Restituisci le righe di tutte le voci qui sotto come lista JSON di stringhe, una stringa per riga. Escludi le righe vuote e le immagini.
== Estratti delle voci ==
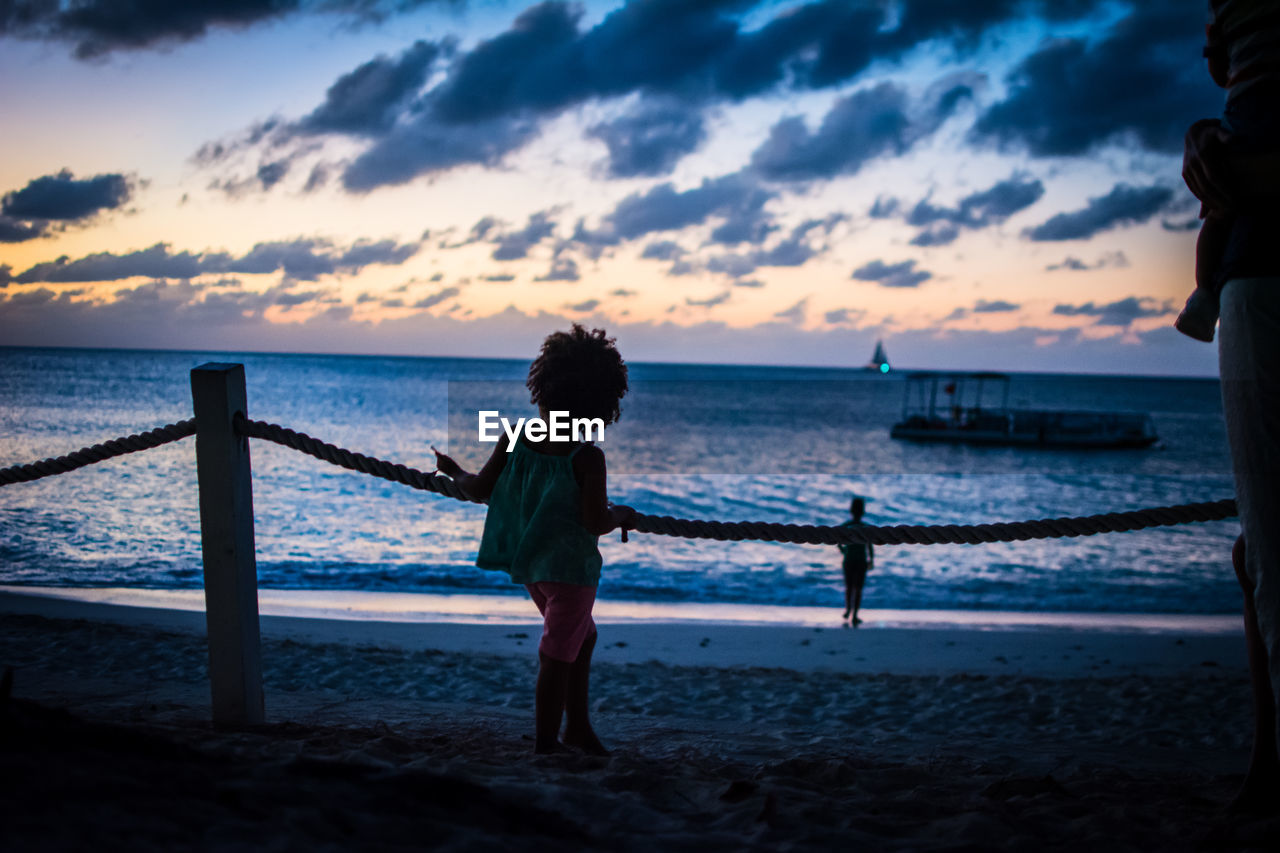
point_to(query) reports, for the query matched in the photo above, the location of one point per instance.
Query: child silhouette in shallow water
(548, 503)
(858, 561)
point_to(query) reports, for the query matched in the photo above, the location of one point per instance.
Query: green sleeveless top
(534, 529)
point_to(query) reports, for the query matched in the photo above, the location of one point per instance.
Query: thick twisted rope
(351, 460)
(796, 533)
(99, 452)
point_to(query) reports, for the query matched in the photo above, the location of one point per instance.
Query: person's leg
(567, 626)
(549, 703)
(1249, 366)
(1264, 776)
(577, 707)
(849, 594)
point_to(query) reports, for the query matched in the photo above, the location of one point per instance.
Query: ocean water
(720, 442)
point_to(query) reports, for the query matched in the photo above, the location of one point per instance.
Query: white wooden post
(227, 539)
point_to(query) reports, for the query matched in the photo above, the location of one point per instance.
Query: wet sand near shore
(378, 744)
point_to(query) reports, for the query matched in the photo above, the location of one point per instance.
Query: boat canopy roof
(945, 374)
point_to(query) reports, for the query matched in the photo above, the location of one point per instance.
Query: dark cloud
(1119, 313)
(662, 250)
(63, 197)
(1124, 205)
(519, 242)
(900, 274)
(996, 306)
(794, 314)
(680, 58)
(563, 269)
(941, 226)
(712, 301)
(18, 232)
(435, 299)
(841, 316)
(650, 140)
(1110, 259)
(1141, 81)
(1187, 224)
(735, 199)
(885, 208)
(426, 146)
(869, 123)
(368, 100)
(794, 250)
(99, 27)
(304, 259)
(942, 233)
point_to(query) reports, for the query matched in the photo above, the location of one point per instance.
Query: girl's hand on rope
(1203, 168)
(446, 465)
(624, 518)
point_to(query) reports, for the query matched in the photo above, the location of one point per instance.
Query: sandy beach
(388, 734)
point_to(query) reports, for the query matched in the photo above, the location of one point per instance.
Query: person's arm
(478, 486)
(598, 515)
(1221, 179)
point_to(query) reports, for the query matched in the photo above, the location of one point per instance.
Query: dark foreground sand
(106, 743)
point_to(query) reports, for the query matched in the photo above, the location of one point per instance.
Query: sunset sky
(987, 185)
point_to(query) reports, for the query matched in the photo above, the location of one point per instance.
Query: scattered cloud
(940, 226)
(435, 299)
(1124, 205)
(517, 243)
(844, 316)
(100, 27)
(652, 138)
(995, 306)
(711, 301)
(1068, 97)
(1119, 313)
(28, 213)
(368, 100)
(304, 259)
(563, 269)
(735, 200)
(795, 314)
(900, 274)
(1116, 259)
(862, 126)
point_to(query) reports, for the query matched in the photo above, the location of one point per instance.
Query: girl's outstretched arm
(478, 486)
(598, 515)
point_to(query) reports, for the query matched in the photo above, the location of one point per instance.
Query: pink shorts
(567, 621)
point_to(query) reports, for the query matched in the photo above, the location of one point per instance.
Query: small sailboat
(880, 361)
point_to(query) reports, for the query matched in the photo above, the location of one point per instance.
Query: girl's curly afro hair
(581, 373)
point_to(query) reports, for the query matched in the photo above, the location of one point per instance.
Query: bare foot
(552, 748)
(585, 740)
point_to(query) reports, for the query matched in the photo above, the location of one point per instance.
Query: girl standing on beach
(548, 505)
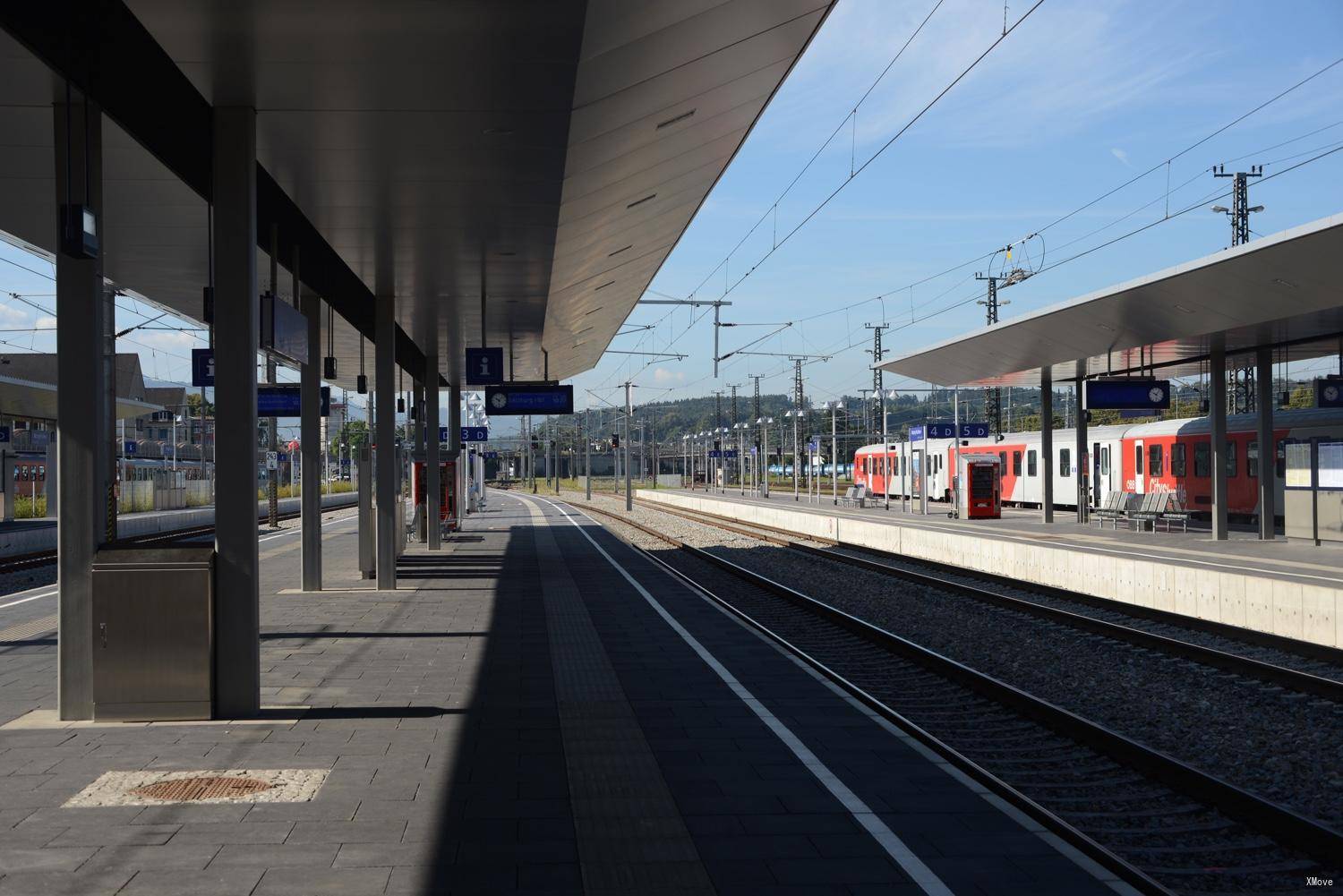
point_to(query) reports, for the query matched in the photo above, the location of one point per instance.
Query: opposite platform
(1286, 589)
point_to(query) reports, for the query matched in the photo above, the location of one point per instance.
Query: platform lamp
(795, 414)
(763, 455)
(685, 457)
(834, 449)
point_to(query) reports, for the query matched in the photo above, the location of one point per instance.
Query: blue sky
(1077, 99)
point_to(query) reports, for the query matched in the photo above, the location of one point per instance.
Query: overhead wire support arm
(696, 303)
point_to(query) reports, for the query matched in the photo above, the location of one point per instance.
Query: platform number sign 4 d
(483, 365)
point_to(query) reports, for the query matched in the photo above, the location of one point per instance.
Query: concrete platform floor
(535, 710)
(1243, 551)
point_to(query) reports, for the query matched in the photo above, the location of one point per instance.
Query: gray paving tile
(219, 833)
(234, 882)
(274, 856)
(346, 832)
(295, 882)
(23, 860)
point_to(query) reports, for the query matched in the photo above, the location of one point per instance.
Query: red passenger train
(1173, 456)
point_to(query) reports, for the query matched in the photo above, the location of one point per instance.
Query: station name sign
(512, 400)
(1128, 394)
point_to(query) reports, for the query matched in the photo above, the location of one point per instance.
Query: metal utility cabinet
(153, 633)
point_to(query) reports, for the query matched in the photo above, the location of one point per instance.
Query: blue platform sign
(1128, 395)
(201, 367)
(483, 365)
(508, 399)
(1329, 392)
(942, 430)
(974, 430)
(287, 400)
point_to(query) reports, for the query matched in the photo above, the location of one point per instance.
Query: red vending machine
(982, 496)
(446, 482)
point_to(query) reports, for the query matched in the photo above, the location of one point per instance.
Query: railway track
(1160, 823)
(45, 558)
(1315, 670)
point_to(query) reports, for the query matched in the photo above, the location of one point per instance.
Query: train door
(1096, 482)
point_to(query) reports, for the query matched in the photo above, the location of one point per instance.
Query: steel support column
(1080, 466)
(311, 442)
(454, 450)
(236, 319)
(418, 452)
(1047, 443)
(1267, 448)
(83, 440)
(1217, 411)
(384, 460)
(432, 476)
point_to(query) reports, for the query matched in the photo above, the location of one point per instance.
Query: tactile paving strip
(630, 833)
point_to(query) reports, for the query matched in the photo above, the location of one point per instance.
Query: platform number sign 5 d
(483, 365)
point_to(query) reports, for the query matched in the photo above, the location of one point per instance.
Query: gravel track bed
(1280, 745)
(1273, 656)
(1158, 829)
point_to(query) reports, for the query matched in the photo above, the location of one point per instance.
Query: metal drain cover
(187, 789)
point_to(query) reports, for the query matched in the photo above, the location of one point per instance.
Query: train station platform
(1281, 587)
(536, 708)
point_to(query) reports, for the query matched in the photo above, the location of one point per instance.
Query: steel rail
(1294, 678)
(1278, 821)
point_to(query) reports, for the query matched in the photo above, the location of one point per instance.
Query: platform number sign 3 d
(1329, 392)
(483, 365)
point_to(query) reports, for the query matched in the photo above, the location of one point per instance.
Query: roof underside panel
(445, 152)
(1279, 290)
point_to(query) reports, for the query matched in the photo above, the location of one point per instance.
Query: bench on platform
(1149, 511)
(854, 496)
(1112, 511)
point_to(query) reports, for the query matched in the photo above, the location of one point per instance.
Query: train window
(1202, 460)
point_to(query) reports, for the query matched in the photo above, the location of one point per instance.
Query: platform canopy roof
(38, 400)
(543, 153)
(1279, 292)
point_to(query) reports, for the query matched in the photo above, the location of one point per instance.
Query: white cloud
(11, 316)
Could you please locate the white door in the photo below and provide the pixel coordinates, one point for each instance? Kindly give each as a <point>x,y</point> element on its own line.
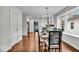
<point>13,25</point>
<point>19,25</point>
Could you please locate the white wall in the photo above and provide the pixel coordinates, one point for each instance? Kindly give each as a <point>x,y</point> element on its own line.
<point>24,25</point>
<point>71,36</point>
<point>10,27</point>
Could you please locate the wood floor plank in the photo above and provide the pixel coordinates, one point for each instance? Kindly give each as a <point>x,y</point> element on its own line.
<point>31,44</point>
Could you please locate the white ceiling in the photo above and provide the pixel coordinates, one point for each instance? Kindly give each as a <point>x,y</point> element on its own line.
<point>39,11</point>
===
§ Risposta finale
[
  "point_to(query) reports, for the query matched in the photo above, the location of one point per instance.",
  "Query: child silhouette in shallow water",
  "(548, 503)",
  "(858, 561)",
  "point_to(query) reports, for the query matched in the photo above, the location of one point per instance.",
  "Query: green sleeveless top",
  "(534, 529)",
  "point_to(query) reports, for the query matched in the photo above, the location of one point per instance.",
  "Query: thick twisted rope",
  "(351, 460)",
  "(796, 533)",
  "(99, 452)",
  "point_to(query) reports, for the query matched in the photo above, the location of one point per instance.",
  "Query: person's leg",
  "(567, 626)",
  "(549, 703)",
  "(1249, 366)",
  "(1264, 776)",
  "(577, 707)",
  "(849, 594)",
  "point_to(query) reports, for the query matched in the photo above, the location of one point per instance.",
  "Query: ocean water",
  "(720, 442)",
  "point_to(query) reports, for the query matched in the photo above, the location of one point per instance.",
  "Query: white wooden post",
  "(227, 539)",
  "point_to(query) reports, for the query matched in the photo above, the location of one point per instance.",
  "Query: wet sand near shore",
  "(378, 744)",
  "point_to(query) reports, for the query matched in the photo above, the location of one point per instance.",
  "Query: boat canopy roof",
  "(945, 374)",
  "point_to(query) reports, for the query matched in the photo above, the location of one point per instance.",
  "Query: dark cloud",
  "(1119, 313)",
  "(662, 250)",
  "(63, 197)",
  "(1124, 205)",
  "(519, 242)",
  "(900, 274)",
  "(996, 306)",
  "(794, 314)",
  "(680, 58)",
  "(563, 269)",
  "(941, 226)",
  "(712, 301)",
  "(18, 232)",
  "(435, 299)",
  "(841, 316)",
  "(650, 140)",
  "(1110, 259)",
  "(1141, 81)",
  "(1187, 224)",
  "(735, 199)",
  "(885, 208)",
  "(426, 146)",
  "(869, 123)",
  "(368, 100)",
  "(794, 250)",
  "(99, 27)",
  "(304, 259)",
  "(942, 233)",
  "point_to(query) reports, for the query matched in the photo above, the location of one point per instance.",
  "Query: girl's hand on rope",
  "(1203, 168)",
  "(446, 465)",
  "(624, 518)",
  "point_to(query) reports, for the query matched in the photo above, the location of one point per instance.",
  "Query: sandy beach",
  "(388, 734)",
  "point_to(query) reports, for the query matched in the photo above, the location of one point per instance.",
  "Query: person's arm",
  "(478, 486)",
  "(598, 515)",
  "(1221, 179)",
  "point_to(query) reports, for the query matched in the photo above, the location of one point per instance.",
  "Query: dark foreground sand",
  "(106, 743)",
  "point_to(query) reports, for the query matched in the photo above, the location of one point per instance.",
  "Query: sunset sky",
  "(987, 185)",
  "point_to(query) reports, for the query matched in the photo above, the location of one point per instance.",
  "Query: scattered cloud",
  "(940, 226)",
  "(435, 299)",
  "(1124, 205)",
  "(517, 243)",
  "(844, 316)",
  "(100, 27)",
  "(652, 138)",
  "(995, 306)",
  "(711, 301)",
  "(1068, 97)",
  "(1119, 313)",
  "(28, 213)",
  "(368, 100)",
  "(304, 259)",
  "(563, 269)",
  "(735, 200)",
  "(795, 314)",
  "(900, 274)",
  "(1116, 259)",
  "(862, 126)",
  "point_to(query) reports, for the query matched in the photo above, the location of one point per instance.",
  "Query: girl's outstretched arm",
  "(478, 486)",
  "(598, 515)",
  "point_to(query) reports, for the query matched in the photo above, the location of one point per instance.",
  "Query: pink shorts",
  "(567, 621)",
  "point_to(query) reports, for the query matched in the photo above, the location of one point per instance.",
  "Query: small sailboat",
  "(880, 361)",
  "point_to(query) reports, for the query matched in the photo above, the location of one point per instance.",
  "Query: girl's curly afro hair",
  "(581, 373)",
  "point_to(query) reports, for the query matched in the photo above, the location of one point per instance.",
  "Query: bare foot",
  "(552, 748)",
  "(585, 740)",
  "point_to(query) reports, for the query matched in the photo above, the location of one point per instance.",
  "Query: girl standing on beach",
  "(548, 505)",
  "point_to(query) reports, for the query matched in the photo above, the location of one point per instance.",
  "Query: opposite platform",
  "(1286, 589)",
  "point_to(query) reports, for the query matched in the photo above, the location of one point per instance.",
  "Query: platform lamp",
  "(795, 414)",
  "(763, 455)",
  "(685, 457)",
  "(834, 449)",
  "point_to(query) reports, for the query matched in the photo above, the location of one point per instance.",
  "Query: blue sky",
  "(1077, 99)",
  "point_to(query) reports, for the query matched in the photo above, the location of one point per instance.",
  "Query: overhead wire support arm",
  "(696, 303)",
  "point_to(query) reports, for the query matched in the photo above, the location of one point per instance.",
  "Query: platform number sign 4 d",
  "(483, 365)",
  "point_to(query) reports, for the query matched in the photo above, the location of one point per instance.",
  "Query: concrete platform floor",
  "(535, 710)",
  "(1243, 551)",
  "point_to(query) reports, for the query matched in the photo above, the location of one point per instance.",
  "Query: gray paving tile",
  "(219, 833)",
  "(234, 882)",
  "(274, 856)",
  "(346, 832)",
  "(295, 882)",
  "(23, 860)",
  "point_to(query) reports, for the query matched in the photo above, the location of one point per instance.",
  "Query: red passenger train",
  "(1173, 456)",
  "point_to(query) reports, for the query matched in the photo above, the location of one point per instance.",
  "Query: station name sign",
  "(512, 400)",
  "(1128, 394)",
  "point_to(query) reports, for the query matched in the photo above, the location of one point per instance.",
  "Query: metal utility cabinet",
  "(153, 633)",
  "point_to(query) reports, for the query matched in the photo above, the location of one point per instance.",
  "Query: blue platform sign",
  "(1128, 395)",
  "(201, 367)",
  "(483, 365)",
  "(508, 399)",
  "(1329, 392)",
  "(942, 430)",
  "(974, 430)",
  "(287, 400)",
  "point_to(query) reports, for the query matched in the photo above, the location of one point per instance.",
  "Query: red vending machine",
  "(982, 496)",
  "(446, 482)",
  "point_to(query) reports, for the query matched in the photo above, the location of one point per instance.",
  "Query: railway track",
  "(1160, 823)",
  "(45, 558)",
  "(1315, 670)",
  "point_to(query) reports, for the query matched in the photo above, the location of one point per instance.",
  "Query: train door",
  "(1096, 482)",
  "point_to(query) reports, for the query matched in the photo above, the location of one point per instance.",
  "Query: steel support column",
  "(1080, 466)",
  "(311, 442)",
  "(454, 450)",
  "(236, 319)",
  "(418, 452)",
  "(1047, 443)",
  "(1267, 448)",
  "(83, 440)",
  "(1217, 411)",
  "(384, 460)",
  "(432, 476)",
  "point_to(query) reports, for the query matched in the photo above, the location of one point per instance.",
  "Query: tactile paving strip",
  "(630, 833)",
  "point_to(query) reports, for the query matched in the photo above, the location of one point per instance.",
  "Query: platform number sign 5 d",
  "(483, 365)",
  "point_to(query) reports, for the query matched in the photo above, the location of one point per instance.",
  "Query: gravel track bed",
  "(1280, 745)",
  "(1273, 656)",
  "(1158, 829)",
  "point_to(query) reports, for the query matched in the photo above, the location of one point per instance.",
  "Query: metal drain cover",
  "(187, 789)",
  "point_to(query) reports, for the query matched in the photo above, the location of one point per instance.",
  "Query: train station platform",
  "(1281, 587)",
  "(536, 708)",
  "point_to(query) reports, for the query matched in the photo above, the location of one point per instance.",
  "Query: steel rail",
  "(1294, 678)",
  "(1278, 821)",
  "point_to(query) reports, for the query matched in the photo above, the location of one point per instance.",
  "Query: platform number sign 3 d",
  "(1329, 392)",
  "(483, 365)",
  "point_to(query) reports, for the query matched in the photo above, the location of one point per instance.",
  "Query: roof underside panel",
  "(445, 152)",
  "(1279, 290)",
  "point_to(query) reports, for the query matched in the photo above, the location of one point per instance.",
  "Query: bench on platform",
  "(1149, 511)",
  "(854, 496)",
  "(1112, 511)",
  "point_to(query) reports, for the query matched in the photo above, the location of one point per instance.",
  "Query: train window",
  "(1202, 460)",
  "point_to(query) reports, for the query matched in the photo above, the location of one point per instance.",
  "Query: platform canopy roof",
  "(38, 400)",
  "(543, 153)",
  "(1279, 292)",
  "point_to(query) reports, for the query matched in the photo above, the location of one point per instance.",
  "Query: white cloud",
  "(11, 316)",
  "Could you please locate the white door in the photo below and provide the pixel coordinates, one point for each instance? Kindly give each as a <point>x,y</point> element on its own line.",
  "<point>13,25</point>",
  "<point>19,25</point>",
  "Could you please locate the white wall in the photo above and provide the pixel coordinates, one point for each instance? Kindly give each as a <point>x,y</point> element on its own line.",
  "<point>24,25</point>",
  "<point>71,36</point>",
  "<point>10,27</point>",
  "Could you please locate the wood floor plank in the photo above and provide the pixel coordinates, one point for each instance? Kindly give each as a <point>x,y</point> element on its own line.",
  "<point>31,44</point>",
  "Could you please locate the white ceiling in the photo above and provide the pixel coordinates, one point for each instance? Kindly give each as a <point>x,y</point> element on its own line.",
  "<point>39,11</point>"
]